**Task details**
Please edit the listing below by replacing "one dot per instance" with "a single point for each instance" everywhere it appears, leaving everything else unchanged.

+++ Data provided

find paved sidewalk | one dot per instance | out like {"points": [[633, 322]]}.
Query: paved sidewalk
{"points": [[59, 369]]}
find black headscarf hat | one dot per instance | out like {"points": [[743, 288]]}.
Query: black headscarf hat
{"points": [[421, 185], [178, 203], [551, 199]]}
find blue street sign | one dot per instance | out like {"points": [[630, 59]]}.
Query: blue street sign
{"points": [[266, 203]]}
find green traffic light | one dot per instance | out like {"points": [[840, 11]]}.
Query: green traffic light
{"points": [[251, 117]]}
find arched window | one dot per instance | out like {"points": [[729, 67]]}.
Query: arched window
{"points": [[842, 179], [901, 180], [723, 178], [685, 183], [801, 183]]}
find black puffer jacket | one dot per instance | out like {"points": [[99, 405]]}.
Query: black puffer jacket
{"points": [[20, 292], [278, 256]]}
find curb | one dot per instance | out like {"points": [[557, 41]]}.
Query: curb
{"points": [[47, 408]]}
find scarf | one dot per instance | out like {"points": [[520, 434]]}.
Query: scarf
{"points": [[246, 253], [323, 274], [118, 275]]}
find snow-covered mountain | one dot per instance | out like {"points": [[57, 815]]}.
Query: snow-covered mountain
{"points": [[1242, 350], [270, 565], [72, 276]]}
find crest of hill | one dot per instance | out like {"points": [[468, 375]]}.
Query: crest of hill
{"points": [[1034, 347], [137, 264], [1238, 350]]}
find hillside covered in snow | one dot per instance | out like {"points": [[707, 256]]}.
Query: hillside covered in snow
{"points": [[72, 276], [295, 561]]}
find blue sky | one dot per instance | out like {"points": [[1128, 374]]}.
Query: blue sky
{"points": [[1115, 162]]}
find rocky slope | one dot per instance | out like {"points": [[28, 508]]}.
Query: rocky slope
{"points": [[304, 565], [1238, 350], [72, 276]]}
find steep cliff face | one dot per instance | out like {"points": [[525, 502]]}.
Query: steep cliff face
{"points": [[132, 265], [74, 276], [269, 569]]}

++++++

**Finished answer**
find paved sidewalk | a single point for each instance | out like {"points": [[633, 322]]}.
Query: paved sidewalk
{"points": [[59, 369]]}
find black headscarf hat | a single point for each instance | out like {"points": [[743, 288]]}.
Query: black headscarf hat
{"points": [[421, 185], [178, 203], [551, 199]]}
find blue street sign | a single point for each instance | out like {"points": [[630, 59]]}.
Query: blue street sign
{"points": [[266, 203]]}
find green traffic light | a single point for each instance | out like {"points": [[840, 11]]}.
Query: green traffic light
{"points": [[251, 117]]}
find arched window | a single point for each instance | out like {"points": [[729, 67]]}.
Query: arched window
{"points": [[842, 179], [901, 180], [723, 178], [685, 183], [801, 183]]}
find black puffer jacket | a single point for each instance | out like {"points": [[99, 405]]}.
Query: black puffer jacket
{"points": [[20, 292], [278, 256]]}
find curb | a single point for each instance | out like {"points": [[557, 41]]}.
Query: curb
{"points": [[47, 408]]}
find scarf | a single point for each instance | out like {"points": [[520, 434]]}.
Query: scarf
{"points": [[246, 253], [323, 274], [118, 275]]}
find snow-covered mountain | a single point for each instance | out like {"points": [[57, 815]]}.
Query: snow-covered mountain
{"points": [[1242, 350], [270, 565], [72, 276]]}
find crest of hill | a single point for each instance | out like {"points": [[468, 375]]}.
Query: crest of hill
{"points": [[1034, 347], [137, 264], [1238, 350]]}
find hillside covered in snow | a single point for each instance | out like {"points": [[707, 256]]}.
Query: hillside covered in snow
{"points": [[72, 276], [295, 561]]}
find blue sky | a single point for each instance | out like {"points": [[1128, 374]]}.
Query: blue sky
{"points": [[1115, 162]]}
find rocky slope | a single point for each instance | out like {"points": [[28, 508]]}.
Query: rocky slope
{"points": [[304, 565], [1238, 350], [72, 276]]}
find steep cliff face | a single point for each instance | out like {"points": [[525, 502]]}.
Query: steep cliff face
{"points": [[132, 265], [74, 276], [269, 569]]}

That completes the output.